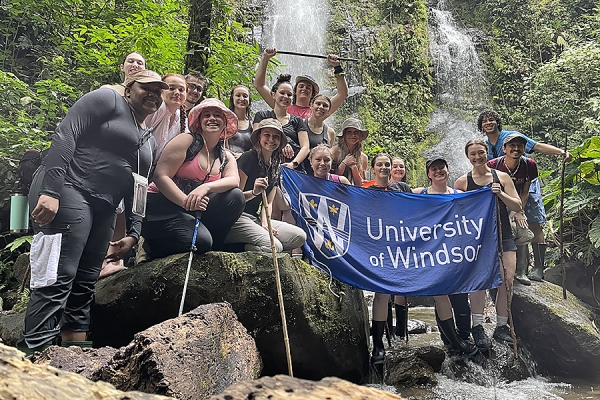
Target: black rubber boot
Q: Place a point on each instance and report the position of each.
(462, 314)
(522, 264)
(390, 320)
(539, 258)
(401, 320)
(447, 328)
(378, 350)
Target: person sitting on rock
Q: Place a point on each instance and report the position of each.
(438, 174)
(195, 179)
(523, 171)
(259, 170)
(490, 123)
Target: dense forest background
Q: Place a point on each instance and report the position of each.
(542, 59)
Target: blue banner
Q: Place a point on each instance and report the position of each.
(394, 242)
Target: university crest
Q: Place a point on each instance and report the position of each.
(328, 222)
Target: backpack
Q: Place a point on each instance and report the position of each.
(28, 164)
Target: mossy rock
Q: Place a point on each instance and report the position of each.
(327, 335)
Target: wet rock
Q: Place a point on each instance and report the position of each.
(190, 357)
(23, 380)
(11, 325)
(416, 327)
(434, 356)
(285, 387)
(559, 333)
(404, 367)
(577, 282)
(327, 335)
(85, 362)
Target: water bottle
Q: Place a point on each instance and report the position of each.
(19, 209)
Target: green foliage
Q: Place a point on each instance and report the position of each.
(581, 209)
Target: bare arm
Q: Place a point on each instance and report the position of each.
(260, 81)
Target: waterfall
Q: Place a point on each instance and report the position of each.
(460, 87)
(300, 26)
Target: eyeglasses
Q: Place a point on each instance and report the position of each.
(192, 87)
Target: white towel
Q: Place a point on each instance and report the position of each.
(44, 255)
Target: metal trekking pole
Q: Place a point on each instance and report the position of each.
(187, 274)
+++
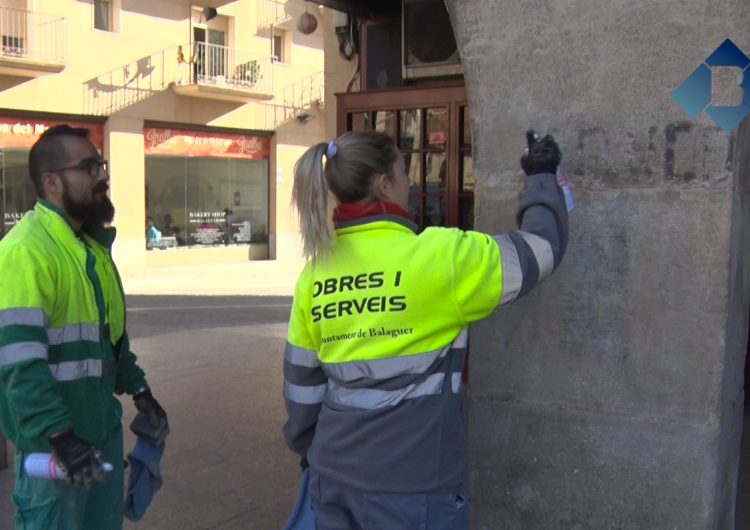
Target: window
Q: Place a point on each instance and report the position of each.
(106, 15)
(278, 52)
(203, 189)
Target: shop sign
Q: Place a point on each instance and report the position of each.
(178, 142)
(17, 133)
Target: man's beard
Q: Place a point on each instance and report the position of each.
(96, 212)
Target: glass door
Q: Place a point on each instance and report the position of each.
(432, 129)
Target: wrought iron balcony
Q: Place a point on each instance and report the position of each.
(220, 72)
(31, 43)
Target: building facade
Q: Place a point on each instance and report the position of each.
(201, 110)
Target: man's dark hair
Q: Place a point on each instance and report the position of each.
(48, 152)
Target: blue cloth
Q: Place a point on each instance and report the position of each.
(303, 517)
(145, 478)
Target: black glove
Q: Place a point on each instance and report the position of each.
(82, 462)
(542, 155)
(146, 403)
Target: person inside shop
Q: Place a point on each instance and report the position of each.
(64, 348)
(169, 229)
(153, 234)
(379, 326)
+++
*Work required*
The lines above from the one with "Target: blue banner" through the one with "Target: mossy rock" are to be duplicated exactly, ends included, with nothing added.

*Task answer*
Target: blue banner
Q: Place a point on each instance and report the position of each.
(394, 242)
Target: university crest
Q: Place a point on each instance and report the position of each.
(328, 222)
Target: backpack
Q: Place a point on each instance and report the position of each.
(28, 164)
Target: mossy rock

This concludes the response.